-- Exercise prompt --
Among these records, tally each line with the word "fabric"; the answer is that number alone.

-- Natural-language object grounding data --
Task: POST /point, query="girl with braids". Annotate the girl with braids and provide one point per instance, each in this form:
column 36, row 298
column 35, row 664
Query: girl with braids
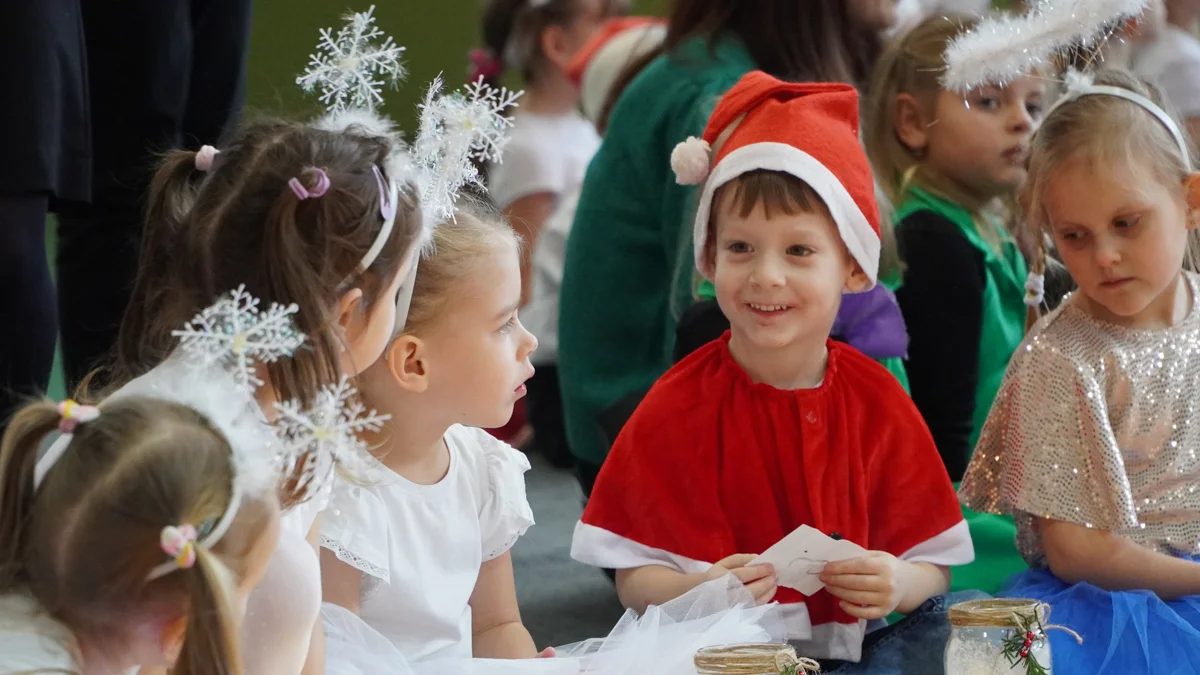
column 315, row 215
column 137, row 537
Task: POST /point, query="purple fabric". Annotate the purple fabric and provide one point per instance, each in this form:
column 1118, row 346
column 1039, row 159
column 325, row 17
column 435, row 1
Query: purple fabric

--

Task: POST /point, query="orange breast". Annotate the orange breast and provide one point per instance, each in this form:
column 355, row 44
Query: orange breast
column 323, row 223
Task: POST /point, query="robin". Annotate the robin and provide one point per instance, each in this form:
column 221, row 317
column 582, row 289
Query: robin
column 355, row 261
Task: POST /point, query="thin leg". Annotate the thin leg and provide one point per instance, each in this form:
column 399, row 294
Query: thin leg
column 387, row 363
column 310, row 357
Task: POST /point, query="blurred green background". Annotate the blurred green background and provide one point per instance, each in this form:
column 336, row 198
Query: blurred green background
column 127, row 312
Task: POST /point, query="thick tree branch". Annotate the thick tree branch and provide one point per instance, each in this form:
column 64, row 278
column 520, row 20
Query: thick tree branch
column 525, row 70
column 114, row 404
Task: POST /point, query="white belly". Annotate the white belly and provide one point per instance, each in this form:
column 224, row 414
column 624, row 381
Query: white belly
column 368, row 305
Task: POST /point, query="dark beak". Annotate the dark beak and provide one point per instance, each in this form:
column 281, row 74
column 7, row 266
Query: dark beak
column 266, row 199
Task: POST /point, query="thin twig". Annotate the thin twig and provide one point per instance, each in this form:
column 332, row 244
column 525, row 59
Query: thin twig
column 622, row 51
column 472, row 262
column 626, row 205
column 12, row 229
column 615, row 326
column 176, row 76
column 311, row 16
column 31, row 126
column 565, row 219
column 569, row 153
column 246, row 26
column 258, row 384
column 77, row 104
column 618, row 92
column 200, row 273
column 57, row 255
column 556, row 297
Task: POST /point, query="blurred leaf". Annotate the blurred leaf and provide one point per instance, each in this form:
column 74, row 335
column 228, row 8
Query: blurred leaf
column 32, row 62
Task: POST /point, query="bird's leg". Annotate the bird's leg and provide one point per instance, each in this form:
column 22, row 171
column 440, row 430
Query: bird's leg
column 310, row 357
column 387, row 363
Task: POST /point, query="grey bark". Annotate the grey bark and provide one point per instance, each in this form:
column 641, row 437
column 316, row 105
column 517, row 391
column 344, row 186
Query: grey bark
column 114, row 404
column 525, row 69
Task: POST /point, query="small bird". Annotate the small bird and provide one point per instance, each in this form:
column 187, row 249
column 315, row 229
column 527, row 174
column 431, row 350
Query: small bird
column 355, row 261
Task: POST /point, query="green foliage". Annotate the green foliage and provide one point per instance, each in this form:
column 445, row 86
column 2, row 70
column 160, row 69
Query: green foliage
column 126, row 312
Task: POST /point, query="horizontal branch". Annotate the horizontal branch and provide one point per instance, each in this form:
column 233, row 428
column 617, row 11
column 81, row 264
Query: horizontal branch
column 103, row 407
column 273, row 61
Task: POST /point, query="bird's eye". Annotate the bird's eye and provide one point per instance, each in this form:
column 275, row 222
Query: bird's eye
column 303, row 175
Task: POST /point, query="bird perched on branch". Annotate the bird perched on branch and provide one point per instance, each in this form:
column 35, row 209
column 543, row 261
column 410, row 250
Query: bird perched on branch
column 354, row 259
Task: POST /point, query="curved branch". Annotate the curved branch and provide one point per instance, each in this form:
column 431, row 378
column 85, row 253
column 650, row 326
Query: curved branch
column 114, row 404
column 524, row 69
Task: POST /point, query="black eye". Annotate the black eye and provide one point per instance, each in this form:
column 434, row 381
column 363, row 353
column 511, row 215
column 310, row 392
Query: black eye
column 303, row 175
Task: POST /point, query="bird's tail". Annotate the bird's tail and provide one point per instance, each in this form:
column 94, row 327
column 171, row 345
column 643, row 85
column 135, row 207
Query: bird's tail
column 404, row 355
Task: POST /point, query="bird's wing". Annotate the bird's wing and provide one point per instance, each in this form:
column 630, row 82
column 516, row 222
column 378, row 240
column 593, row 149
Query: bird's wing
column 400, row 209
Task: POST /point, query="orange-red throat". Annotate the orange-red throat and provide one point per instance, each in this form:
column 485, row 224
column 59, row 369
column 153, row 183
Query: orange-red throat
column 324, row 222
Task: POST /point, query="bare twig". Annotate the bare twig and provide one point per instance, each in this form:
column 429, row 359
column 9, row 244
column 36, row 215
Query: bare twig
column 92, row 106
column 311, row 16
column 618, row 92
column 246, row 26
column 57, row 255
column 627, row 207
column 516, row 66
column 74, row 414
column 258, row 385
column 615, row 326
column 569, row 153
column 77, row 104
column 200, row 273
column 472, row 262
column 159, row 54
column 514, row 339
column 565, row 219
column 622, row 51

* * *

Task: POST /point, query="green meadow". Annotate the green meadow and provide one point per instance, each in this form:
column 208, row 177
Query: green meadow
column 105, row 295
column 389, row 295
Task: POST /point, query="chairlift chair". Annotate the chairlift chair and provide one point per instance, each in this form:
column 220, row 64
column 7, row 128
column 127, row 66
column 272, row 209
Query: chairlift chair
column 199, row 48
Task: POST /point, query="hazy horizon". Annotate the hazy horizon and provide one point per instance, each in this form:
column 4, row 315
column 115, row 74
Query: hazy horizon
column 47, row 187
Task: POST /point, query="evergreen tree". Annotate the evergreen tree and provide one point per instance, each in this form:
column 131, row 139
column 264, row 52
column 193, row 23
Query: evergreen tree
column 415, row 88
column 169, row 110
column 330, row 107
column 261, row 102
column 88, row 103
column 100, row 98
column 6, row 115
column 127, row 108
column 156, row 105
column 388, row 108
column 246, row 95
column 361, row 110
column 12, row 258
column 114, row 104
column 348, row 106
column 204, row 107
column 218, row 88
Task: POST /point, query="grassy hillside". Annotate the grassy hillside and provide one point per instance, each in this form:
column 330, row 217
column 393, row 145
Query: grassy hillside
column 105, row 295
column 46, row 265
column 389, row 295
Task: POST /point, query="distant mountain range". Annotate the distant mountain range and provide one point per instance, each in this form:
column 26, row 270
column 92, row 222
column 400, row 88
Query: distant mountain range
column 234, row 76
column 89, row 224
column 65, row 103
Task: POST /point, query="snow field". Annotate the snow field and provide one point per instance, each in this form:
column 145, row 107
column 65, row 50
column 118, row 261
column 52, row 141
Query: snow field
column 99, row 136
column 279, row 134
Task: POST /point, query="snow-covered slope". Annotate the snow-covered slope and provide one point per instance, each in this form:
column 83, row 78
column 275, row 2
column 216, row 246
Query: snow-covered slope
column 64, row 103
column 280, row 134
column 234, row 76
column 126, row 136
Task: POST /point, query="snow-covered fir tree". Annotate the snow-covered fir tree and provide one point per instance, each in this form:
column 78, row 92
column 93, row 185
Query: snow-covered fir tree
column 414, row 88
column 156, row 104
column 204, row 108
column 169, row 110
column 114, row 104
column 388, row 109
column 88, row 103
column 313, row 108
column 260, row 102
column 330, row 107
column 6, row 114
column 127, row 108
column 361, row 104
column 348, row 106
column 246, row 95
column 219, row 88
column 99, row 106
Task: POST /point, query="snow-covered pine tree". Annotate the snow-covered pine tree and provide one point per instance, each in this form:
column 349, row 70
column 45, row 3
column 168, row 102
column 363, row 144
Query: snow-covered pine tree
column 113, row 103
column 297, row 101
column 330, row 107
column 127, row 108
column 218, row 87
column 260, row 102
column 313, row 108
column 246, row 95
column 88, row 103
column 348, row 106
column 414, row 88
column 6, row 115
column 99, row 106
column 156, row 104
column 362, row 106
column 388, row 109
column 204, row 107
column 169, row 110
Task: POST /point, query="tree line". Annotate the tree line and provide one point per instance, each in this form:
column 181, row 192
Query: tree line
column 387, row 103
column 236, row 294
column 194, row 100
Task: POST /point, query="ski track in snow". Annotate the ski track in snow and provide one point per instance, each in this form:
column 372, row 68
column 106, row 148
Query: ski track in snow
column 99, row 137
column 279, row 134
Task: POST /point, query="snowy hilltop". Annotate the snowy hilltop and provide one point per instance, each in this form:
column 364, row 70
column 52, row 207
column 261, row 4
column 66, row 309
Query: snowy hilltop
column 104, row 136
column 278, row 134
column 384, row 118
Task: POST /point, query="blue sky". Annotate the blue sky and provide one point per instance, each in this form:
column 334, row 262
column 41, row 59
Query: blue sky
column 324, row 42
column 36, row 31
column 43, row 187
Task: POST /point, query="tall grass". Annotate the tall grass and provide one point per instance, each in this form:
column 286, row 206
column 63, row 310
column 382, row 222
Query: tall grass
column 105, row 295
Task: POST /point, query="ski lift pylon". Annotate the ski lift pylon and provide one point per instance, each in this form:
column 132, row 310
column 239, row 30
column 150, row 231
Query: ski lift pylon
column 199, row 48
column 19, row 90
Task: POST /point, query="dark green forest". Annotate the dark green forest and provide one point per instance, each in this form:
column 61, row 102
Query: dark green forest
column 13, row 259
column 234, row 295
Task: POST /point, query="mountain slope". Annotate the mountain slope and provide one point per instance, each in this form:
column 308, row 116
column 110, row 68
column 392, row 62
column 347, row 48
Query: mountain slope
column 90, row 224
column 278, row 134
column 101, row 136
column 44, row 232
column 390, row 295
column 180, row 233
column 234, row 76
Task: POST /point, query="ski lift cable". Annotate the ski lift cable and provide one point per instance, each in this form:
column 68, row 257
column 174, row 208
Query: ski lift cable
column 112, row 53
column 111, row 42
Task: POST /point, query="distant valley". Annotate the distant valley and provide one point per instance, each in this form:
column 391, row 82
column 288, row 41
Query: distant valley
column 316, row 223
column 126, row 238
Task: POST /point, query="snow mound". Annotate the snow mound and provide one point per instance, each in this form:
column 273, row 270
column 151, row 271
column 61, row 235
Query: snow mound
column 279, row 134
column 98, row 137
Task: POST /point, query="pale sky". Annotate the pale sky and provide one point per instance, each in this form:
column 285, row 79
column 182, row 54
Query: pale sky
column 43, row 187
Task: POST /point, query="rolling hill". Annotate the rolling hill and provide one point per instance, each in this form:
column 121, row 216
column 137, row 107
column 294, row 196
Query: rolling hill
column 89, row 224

-- Task result --
2